■ **Dataset records**:
________________________
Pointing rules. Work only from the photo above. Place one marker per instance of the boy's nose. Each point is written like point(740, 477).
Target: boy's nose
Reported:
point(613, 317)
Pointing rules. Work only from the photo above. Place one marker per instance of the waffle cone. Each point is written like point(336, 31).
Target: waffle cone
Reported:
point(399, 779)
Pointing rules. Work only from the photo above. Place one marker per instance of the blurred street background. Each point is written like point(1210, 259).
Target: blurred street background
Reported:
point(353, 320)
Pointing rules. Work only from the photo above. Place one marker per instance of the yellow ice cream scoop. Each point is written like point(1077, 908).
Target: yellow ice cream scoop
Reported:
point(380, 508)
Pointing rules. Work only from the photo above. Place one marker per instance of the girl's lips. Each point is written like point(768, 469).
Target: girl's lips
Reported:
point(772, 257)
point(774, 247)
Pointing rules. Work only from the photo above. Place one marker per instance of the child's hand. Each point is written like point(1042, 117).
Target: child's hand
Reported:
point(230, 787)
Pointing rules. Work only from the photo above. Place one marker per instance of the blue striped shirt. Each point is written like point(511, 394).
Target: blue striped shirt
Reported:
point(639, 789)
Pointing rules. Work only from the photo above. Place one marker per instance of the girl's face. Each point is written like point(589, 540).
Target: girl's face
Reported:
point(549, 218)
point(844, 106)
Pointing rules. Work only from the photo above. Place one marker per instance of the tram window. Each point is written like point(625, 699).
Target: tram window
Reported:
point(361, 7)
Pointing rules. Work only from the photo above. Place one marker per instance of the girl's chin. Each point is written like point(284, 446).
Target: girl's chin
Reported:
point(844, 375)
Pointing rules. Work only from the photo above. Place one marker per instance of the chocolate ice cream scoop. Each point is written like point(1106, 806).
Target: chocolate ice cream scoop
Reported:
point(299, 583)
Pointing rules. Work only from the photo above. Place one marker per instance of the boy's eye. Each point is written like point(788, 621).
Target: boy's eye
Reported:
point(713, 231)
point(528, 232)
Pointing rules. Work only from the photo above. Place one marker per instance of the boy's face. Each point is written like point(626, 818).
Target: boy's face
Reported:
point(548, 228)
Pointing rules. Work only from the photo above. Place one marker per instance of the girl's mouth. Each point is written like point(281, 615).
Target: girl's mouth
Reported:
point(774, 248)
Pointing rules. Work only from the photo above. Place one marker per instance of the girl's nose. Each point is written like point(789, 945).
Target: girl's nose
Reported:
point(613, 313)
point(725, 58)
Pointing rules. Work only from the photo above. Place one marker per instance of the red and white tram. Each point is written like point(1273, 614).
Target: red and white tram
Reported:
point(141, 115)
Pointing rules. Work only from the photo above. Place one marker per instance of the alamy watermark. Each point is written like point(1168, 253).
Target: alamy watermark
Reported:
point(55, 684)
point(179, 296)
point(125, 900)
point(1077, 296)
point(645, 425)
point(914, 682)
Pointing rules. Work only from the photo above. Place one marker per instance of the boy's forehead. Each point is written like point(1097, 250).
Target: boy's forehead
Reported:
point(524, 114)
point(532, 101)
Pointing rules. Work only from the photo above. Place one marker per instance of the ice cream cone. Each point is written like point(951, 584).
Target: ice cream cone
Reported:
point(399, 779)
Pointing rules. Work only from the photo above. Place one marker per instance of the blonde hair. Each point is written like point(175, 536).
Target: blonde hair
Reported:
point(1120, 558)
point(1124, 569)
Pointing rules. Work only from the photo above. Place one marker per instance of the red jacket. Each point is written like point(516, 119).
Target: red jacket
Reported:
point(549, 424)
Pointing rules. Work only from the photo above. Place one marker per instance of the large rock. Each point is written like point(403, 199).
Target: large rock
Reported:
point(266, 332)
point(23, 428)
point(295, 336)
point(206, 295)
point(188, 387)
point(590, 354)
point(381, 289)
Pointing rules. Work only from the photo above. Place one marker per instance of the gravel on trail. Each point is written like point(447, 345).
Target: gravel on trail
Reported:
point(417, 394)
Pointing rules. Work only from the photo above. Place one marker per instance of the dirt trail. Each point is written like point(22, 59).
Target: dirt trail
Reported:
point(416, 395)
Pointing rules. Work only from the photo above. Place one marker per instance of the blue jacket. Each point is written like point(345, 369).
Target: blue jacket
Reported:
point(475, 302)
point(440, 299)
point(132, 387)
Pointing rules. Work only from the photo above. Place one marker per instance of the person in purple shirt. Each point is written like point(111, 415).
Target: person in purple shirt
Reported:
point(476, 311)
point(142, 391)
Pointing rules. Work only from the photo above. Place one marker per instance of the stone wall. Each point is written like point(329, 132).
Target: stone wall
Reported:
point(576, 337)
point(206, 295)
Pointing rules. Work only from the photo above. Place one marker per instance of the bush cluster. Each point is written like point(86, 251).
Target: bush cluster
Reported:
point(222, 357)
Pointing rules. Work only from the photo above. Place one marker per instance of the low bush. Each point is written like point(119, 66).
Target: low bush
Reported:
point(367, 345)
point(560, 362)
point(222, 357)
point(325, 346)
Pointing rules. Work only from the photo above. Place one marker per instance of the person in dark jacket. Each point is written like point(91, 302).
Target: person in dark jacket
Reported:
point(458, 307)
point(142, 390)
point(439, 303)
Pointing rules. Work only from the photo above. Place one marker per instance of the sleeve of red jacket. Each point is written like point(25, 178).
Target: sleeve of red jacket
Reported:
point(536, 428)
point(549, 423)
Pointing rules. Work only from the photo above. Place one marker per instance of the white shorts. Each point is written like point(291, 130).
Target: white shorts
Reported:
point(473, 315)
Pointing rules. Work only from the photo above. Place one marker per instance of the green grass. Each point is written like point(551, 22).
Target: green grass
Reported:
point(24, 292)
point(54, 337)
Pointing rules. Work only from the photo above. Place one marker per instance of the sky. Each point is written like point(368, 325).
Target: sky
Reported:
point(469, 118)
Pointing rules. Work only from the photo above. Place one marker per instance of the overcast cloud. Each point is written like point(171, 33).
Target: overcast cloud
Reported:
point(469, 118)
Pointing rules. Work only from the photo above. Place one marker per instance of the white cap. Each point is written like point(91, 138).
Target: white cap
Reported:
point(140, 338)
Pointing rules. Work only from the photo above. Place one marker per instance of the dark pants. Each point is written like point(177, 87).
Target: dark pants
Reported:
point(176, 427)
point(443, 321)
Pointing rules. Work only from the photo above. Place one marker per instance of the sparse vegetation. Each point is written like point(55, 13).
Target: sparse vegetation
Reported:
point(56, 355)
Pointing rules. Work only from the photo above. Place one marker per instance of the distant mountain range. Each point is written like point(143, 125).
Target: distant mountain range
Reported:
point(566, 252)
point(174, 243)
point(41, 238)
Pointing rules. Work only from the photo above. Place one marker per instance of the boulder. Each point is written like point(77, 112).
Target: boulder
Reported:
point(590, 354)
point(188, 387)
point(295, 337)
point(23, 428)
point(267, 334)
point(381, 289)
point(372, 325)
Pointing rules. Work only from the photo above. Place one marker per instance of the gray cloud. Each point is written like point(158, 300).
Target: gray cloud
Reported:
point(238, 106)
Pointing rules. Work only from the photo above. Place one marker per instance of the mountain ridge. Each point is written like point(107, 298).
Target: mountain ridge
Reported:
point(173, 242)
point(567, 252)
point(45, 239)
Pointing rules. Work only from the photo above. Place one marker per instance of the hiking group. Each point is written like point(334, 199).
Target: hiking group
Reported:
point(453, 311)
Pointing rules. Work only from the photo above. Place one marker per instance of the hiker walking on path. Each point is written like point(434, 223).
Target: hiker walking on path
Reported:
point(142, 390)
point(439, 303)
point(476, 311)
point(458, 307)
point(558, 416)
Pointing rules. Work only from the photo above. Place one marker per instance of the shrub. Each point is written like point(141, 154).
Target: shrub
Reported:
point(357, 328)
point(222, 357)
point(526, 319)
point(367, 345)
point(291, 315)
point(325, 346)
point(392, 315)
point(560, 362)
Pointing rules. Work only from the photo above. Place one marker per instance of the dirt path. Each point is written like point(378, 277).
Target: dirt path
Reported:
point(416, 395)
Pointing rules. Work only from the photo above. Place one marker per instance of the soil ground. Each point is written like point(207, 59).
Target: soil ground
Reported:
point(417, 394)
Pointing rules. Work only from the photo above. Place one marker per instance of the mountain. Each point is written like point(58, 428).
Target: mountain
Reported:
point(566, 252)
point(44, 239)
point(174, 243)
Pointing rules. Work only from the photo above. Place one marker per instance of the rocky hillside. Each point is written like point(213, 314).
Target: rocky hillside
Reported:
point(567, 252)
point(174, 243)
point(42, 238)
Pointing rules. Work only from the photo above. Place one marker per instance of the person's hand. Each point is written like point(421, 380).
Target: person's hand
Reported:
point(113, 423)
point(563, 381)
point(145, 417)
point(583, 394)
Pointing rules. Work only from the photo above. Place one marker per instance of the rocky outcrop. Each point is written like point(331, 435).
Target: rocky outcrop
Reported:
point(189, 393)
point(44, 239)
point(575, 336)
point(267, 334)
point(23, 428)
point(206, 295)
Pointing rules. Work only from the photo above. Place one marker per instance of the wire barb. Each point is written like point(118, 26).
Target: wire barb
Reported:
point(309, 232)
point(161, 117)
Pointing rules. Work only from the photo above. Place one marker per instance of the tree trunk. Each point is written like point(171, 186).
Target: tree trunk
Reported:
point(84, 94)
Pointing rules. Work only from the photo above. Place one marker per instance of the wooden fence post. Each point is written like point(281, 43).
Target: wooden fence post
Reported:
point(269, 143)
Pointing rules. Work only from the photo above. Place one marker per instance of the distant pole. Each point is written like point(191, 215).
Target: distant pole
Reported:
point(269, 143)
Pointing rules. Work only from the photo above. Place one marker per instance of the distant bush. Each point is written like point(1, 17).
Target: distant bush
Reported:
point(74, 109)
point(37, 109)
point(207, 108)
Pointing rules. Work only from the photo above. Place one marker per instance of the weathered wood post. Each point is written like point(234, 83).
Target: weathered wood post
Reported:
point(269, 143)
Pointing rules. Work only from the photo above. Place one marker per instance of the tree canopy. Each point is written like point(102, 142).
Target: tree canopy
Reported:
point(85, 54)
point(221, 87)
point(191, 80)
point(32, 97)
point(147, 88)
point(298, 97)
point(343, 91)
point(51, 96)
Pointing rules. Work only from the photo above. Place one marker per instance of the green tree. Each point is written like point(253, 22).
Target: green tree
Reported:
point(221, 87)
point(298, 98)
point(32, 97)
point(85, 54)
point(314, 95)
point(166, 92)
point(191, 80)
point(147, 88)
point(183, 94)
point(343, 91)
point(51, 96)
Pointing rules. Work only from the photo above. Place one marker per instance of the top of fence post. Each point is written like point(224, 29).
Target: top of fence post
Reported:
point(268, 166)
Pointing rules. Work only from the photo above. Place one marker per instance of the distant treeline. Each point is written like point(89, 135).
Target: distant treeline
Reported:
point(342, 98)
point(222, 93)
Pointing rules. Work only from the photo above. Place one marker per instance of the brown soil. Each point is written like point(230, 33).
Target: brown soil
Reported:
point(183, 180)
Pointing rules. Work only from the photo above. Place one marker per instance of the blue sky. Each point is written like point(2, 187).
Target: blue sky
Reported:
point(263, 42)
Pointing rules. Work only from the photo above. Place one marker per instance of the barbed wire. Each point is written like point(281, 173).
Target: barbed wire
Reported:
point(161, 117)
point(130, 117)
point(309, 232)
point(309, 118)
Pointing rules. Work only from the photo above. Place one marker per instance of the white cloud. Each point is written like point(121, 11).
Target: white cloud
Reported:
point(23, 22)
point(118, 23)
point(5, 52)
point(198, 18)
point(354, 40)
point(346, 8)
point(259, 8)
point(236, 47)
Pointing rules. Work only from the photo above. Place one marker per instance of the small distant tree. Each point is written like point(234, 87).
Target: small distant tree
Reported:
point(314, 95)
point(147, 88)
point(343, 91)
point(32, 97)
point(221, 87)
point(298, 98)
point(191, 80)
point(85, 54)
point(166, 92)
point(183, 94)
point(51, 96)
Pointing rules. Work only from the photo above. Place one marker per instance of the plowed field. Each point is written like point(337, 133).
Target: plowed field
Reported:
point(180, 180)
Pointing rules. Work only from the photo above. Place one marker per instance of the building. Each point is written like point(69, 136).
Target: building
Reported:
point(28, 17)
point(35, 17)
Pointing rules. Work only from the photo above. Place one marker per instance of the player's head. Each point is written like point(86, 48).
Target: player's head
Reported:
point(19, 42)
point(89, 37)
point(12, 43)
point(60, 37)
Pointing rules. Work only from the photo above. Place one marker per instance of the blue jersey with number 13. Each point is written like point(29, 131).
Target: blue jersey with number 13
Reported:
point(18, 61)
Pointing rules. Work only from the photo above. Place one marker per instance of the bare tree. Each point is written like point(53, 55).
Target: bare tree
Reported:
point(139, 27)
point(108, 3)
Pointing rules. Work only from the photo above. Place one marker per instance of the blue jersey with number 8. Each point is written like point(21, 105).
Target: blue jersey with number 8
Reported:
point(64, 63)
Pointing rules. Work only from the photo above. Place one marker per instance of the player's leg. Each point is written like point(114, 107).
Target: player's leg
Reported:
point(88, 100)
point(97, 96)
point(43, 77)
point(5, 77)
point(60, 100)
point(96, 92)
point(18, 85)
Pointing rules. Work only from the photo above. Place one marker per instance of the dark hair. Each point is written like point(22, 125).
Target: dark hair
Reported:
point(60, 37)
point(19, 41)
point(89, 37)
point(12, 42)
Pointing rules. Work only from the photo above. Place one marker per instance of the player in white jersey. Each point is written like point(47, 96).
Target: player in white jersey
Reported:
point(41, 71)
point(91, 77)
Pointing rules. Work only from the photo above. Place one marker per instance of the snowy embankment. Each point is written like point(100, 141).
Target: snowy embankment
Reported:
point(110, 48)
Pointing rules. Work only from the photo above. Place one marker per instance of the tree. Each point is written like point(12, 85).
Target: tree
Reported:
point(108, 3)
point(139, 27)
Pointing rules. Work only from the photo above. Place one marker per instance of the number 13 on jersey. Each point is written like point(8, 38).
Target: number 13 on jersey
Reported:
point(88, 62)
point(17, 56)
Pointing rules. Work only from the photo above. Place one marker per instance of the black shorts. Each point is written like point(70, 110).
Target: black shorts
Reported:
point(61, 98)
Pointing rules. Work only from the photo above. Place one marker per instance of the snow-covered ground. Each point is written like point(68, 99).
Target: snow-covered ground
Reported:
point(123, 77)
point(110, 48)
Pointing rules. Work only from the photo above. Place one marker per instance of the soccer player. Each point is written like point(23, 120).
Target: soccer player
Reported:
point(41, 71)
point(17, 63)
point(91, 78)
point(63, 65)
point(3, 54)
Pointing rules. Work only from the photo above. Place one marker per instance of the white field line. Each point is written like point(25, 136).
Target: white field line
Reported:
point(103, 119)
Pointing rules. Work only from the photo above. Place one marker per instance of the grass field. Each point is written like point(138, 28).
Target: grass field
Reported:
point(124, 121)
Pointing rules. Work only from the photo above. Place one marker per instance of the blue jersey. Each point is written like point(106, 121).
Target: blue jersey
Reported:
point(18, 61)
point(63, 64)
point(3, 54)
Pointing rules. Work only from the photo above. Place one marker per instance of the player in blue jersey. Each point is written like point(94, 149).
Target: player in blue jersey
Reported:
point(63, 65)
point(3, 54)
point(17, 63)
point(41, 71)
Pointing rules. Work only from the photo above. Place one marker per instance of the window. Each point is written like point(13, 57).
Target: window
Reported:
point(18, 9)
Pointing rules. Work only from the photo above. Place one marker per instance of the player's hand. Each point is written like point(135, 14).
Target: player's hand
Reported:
________________________
Copy the lines verbatim, covering the stretch from the line containing "like point(1042, 117)." through the line containing "point(361, 7)", with both of those lines included.

Pointing rules. Work only from the photo above. Place one marker per instance of the child's hand. Each point is written like point(1042, 117).
Target: child's hand
Reported:
point(230, 787)
Pointing rules. Work only from the photo above. Place one marker per instance of the blue striped shirt. Each point is written like point(511, 394).
Target: blue striped shirt
Reported:
point(639, 789)
Pointing rules. Work only from the photo above. Place one marker per instance of the girl's face. Each point is written like point(589, 540).
Target: girl's face
Reported:
point(549, 218)
point(844, 106)
Pointing rules. Work only from the photo above. Place one marker per instance of the tram window. Each point is written like point(625, 699).
Target: tram window
Reported:
point(361, 7)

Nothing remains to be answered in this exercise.